> **Problem statement**:
Please copy the listing below from the line with "One marker belongs on each instance of the beige" through the line with "[(51, 238), (176, 289), (337, 364)]", requests included, and increase every coordinate in the answers by 32.

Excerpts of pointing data
>> Start
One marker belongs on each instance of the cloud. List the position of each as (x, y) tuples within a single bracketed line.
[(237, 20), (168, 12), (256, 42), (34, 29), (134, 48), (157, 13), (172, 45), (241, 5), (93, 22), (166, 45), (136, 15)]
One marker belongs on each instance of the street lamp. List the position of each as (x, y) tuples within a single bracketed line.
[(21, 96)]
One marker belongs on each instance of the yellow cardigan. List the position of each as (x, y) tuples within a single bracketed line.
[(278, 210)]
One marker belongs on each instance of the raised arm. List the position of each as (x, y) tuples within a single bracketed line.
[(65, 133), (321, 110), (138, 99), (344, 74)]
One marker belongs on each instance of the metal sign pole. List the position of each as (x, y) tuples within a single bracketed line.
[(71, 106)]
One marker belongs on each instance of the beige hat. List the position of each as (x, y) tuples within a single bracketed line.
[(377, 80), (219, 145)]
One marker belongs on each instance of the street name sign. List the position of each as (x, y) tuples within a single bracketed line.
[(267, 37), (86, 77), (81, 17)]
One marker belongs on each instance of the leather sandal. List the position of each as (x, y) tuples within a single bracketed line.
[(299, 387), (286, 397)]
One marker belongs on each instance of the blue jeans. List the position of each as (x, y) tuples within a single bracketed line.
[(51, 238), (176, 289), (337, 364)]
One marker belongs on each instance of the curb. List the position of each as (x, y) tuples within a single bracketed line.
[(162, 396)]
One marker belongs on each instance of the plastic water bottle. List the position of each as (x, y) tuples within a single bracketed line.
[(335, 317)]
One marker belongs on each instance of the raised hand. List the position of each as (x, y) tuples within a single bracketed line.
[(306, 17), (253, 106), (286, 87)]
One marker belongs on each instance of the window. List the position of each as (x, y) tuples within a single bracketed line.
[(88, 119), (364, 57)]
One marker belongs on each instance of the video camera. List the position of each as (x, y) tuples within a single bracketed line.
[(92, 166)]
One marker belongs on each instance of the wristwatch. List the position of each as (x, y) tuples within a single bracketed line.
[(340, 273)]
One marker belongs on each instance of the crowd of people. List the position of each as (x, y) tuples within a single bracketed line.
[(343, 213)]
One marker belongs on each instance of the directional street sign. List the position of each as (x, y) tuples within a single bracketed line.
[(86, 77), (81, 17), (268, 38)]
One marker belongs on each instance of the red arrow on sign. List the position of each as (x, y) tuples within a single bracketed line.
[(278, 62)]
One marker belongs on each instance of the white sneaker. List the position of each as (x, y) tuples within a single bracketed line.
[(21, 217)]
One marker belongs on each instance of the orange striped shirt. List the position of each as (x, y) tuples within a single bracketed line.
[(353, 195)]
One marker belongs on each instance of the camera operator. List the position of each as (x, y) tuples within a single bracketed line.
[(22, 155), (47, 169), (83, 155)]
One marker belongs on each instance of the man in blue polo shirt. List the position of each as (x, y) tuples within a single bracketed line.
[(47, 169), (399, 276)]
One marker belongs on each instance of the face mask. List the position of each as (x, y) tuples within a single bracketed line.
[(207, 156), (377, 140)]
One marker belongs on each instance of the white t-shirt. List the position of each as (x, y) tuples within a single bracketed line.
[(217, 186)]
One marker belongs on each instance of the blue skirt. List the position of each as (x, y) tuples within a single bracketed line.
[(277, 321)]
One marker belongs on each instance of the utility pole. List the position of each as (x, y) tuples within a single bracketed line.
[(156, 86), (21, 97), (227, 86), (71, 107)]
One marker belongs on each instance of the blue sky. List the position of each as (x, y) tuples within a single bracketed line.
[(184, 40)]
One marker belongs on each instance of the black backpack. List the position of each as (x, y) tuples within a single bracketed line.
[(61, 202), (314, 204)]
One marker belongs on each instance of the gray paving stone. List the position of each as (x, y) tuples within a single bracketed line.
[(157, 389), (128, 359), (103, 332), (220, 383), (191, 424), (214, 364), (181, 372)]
>> End
> **Expected answer**:
One marker belongs on each instance of the beige hat. List the position of each as (x, y) tuples within a single bracketed line.
[(409, 112), (251, 177)]
One marker belongs on each instance of the street name sign. List the position of each as (x, y) tuples within a single bracketed line.
[(299, 69), (118, 109), (113, 49)]
One marker belongs on each instance of the leather sandal. List the position of each as (x, y) tuples within a single bracketed line.
[(331, 419), (318, 429)]
One marker belongs on each instance of the blue jeans. List the position of each as (x, y) tuples within a single bracketed line.
[(83, 270), (208, 321), (369, 396)]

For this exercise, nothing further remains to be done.